Continue the post on pesticides killing birds and other wildlife, starting after its final sentence.

(Page extract):
★ ★ ★

Pesticides kill Birds and other Wildlife

It’s frightening how stupid and uneducated people still are in regards to pesticides :(.But this stupidities explain parts of why nature has and is being destructed on such a large scale.)

This is a article from Audubon Society of Rhode Island

http://www.asri.org/

So, I was checking my voicemail this morning and there was one from a caller who said that she had her trees sprayed for caterpillars – trees occupied by three bird feeders – and now, she is upset that there are no birds at all for her to watch. She wonders if the spray could possibly have something to do with it. (Yes, spraying pesticides on your trees will have an effect on the songbirds.) It is not uncommon for us to get inquiries such as these, and it is with great frustration and sadness that we often are faced with educating people after the damage has been done. So, please let me take a moment to reach out to our Facebook friends and family and be proactive about this topic. All pesticides are designed to kill. Some are very targeted, such as B. T. (Bacillus thuringiensis) which primarily affects Lepidopterans (moths and butterflies), but most pesticides are broad and indiscriminate. When you make the choice to treat your house or landscape with rodenticides or grub treatment or mosquito foggers or any other pesticide treatment, you have an intent of ridding yourself of a specific creature that you find distasteful. However, nothing in nature exists in a vacuum. Everything is connected. When you affect one population, it has a ripple effect across the populations that depend upon and coexist with it. When you spray insecticide, for instance, it does not just kill the ‘bugs’ you don’t like, but kills all insects, including honeybees, butterflies and ladybugs. Likewise, when you spray, the insects do not simply disappear off the face of the earth. Many live a short time before they perish. In this time, they may be consumed by natural predators, like songbirds, small mammals and other insects. Pesticides may have a direct toxicity to these animals or may build up in their fat or blood and cause illness or death over time. Even so-called “green” chemicals are still intended to kill, and though they may be derived from natural sources or biodegrade quickly, they are still highly toxic to you and other organisms.

★ ★ ★

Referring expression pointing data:
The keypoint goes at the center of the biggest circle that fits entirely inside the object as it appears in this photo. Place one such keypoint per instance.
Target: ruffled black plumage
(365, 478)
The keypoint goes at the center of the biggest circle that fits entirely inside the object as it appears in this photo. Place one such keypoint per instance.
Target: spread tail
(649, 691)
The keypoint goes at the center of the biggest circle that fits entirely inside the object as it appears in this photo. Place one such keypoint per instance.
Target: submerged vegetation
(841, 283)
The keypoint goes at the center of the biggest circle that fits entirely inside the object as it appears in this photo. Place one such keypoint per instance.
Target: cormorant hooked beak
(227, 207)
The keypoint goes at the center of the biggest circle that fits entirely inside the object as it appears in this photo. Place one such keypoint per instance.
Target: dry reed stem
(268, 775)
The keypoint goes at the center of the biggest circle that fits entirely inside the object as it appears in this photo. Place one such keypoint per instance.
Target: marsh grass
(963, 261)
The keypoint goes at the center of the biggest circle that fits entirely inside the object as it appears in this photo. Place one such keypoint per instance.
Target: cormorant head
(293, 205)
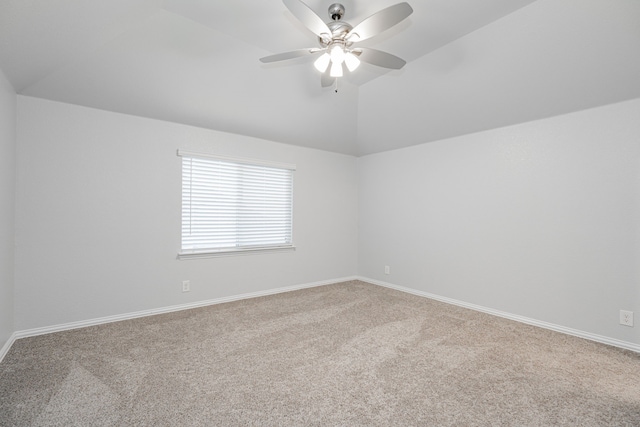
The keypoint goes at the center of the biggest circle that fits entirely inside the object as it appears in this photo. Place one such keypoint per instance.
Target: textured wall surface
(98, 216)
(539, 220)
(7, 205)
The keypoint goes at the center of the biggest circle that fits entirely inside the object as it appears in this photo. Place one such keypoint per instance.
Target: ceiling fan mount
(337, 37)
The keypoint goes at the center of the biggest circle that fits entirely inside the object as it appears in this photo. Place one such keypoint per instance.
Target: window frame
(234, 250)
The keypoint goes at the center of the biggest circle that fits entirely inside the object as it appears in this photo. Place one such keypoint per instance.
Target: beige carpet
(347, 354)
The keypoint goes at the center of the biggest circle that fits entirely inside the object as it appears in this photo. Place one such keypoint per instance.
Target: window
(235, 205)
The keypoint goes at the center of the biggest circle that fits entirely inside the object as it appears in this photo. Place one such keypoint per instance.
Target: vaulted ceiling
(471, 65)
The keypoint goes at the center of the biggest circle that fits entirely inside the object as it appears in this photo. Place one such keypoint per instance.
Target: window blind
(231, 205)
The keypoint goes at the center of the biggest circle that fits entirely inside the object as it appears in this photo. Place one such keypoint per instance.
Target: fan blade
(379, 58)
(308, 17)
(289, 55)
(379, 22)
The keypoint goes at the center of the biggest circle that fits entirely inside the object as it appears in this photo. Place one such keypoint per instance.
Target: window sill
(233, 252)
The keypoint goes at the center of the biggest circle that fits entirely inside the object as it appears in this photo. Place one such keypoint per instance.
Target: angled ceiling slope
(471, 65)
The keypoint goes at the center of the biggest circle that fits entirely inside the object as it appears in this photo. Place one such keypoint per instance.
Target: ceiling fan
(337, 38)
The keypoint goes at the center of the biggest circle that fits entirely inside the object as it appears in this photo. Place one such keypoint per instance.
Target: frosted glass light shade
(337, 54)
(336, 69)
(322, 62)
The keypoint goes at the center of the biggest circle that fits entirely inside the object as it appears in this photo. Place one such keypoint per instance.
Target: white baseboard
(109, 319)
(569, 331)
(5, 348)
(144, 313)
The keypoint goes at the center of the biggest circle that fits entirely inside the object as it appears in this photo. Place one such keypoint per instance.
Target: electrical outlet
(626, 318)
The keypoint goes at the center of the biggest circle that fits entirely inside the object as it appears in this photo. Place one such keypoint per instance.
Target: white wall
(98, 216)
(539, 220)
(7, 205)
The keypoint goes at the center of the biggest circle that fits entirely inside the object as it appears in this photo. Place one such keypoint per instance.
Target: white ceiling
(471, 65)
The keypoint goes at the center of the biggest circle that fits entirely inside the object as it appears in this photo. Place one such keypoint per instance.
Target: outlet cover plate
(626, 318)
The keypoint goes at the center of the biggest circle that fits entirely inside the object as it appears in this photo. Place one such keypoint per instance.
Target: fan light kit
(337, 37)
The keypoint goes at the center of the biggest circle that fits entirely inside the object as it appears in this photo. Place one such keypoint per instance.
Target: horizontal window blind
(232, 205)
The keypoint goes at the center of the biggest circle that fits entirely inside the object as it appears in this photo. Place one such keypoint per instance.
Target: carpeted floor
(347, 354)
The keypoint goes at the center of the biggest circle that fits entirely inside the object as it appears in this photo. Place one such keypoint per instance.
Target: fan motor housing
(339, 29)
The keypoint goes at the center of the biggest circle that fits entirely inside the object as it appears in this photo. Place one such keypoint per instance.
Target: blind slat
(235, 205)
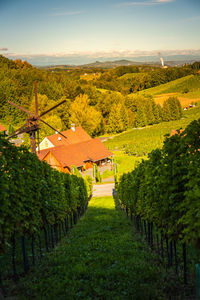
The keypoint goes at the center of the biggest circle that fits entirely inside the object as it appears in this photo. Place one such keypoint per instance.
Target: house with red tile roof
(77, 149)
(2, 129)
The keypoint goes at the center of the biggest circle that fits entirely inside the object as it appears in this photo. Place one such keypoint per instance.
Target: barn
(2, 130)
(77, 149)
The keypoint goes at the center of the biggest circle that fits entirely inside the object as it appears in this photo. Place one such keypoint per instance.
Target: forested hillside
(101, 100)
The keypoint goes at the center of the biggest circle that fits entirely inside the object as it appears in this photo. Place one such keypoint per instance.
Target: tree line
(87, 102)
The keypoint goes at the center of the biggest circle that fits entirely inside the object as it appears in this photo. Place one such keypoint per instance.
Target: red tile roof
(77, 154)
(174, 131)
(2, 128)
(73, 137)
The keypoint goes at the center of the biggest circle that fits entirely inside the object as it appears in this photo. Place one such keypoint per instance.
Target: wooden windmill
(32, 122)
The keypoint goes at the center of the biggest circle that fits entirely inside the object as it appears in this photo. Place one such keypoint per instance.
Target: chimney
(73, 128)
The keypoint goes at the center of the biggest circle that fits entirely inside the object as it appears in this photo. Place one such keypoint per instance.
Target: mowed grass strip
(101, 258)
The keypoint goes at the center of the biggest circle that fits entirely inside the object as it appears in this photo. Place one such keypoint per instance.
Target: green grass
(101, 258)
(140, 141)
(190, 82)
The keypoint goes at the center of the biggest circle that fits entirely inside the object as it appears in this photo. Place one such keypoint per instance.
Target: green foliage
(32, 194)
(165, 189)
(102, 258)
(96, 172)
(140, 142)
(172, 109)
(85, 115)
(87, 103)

★ ★ ★

(Answer for the task):
Friends, it is so very important in this day and age, with the steady decline of bird populations and the utter devastation of pollinator populations that we humans take a serious, proactive look at the choices we make and the practices we support – either directly or indirectly. It is vital that we do not go blindly into the world, but make ourselves informed and educated about products and practices and about science, industry and nature. Here at the Audubon Society of Rhode Island, we very much want to help people become educated and able to make informed choices. We are here to answer your questions and point you in the direction of reliable and scientifically accurate information. But we also encourage you to think and question BEFORE you act. Your actions have consequences. Thanks for listening!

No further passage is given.